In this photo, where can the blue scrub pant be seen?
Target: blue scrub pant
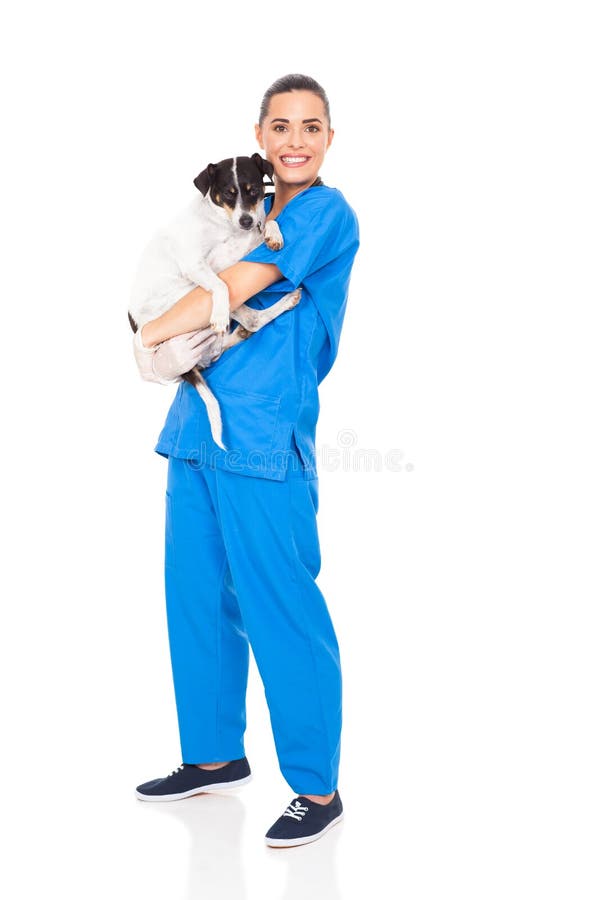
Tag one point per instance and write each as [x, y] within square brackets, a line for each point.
[241, 557]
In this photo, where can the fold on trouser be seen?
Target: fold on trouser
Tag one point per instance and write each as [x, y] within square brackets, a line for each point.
[243, 555]
[207, 639]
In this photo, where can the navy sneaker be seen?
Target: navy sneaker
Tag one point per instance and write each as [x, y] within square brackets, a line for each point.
[304, 821]
[187, 780]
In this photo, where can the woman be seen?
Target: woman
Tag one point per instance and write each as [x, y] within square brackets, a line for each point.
[242, 548]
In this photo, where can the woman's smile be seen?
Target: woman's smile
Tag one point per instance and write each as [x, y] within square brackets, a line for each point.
[294, 160]
[295, 136]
===============
Give back the entries verbatim. Do not include any picture.

In this photo, where can the blue scrub pant be seen?
Target: blue scrub pant
Tag one point per instance and write each as [x, y] within square brackets, a line for each point.
[241, 557]
In this photo, where can the fold on trouser be seen?
Target: fold on trouser
Tag one point per instance and write each as [x, y] within square brackets, a line for each point.
[243, 555]
[207, 639]
In this photo, where can the navy sneaker be seen?
Target: navy sneaker
Tag one point per instance and write each as [x, y] within square brackets, a line for each point.
[304, 821]
[187, 780]
In this photo, where can the woman be seen?
Target: woman
Tag one point per instance and write each as [x, y] within square brackets, a line for each point.
[242, 548]
In this photo, where can the woman's smile be seen?
Target: woman's smile
Tag one point per instance and write each as [x, y] within square brackets, a line for each point.
[294, 160]
[295, 136]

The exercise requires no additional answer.